EXERCISE DETAILS: Would you reproduce the farm labor piece below, word for word, from "The Enterprise" to "in 13 seasons."?

--- Start EXCERPT ---

By Mitchell Willetts

The Enterprise

For farmers in Malheur County, the labor pool is running dry.

The fields are emptying out, leaving more work for fewer hands, skilled or unskilled.

Dan Corn has been farming in Vale since 2005. The labor strain is the worst he’s seen in 13 seasons.

“We definitely don’t have nearly the same number of people stopping by looking for jobs,” Corn said. “We’re not in crisis mode yet, but we’re close to it.”

Farm labor accounts for about one out of 10 jobs in Malheur County, helping sustain a $450 million-a-year agriculture economy.

A lack of workers is particularly problematic for onion growers, a common crop in Malheur County that still requires extensive hands-on labor.

“At this point, all our employees are critical,” Corn said. “There’s no farm in this valley that can operate without dependable skilled and unskilled labor.”

There are several reasons for the labor shortage. Talk to a farmer in Malheur County and they’ll give you three — two on the record and one off.

One is competing with a booming construction industry in Boise over the same workforce. The building business can offer $15 to $16 an hour, five days a week. Farmers generally can’t match that pay for field workers.

Another strain is increasing mechanization. As machines replace jobs, workers move on to other employment, leaving the local labor market.

The third and perhaps most telling explanation is that the largely undocumented migrant farm labor workforce has been immobilized by fears of deportation. Those in the U.S. are acting more cautious than before, and those south of the border have decided the increased risk posed by new immigration laws outweighs any potential reward. They’re staying put.

“A lot of the people that normally come from Mexico and Central America, they’re not wanting to risk running afoul of the authorities anymore,” said Stuart Reitz, an extension agent with Oregon State University.

--- End EXCERPT ---
--- Start COLLECTED DATA ---

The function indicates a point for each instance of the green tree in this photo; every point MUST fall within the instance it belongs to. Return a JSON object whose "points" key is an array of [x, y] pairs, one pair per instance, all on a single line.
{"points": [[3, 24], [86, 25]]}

--- End COLLECTED DATA ---

RESPONSE TO THE TASK:
The Enterprise

For farmers in Malheur County, the labor pool is running dry.

The fields are emptying out, leaving more work for fewer hands, skilled or unskilled.

Dan Corn has been farming in Vale since 2005. The labor strain is the worst he’s seen in 13 seasons.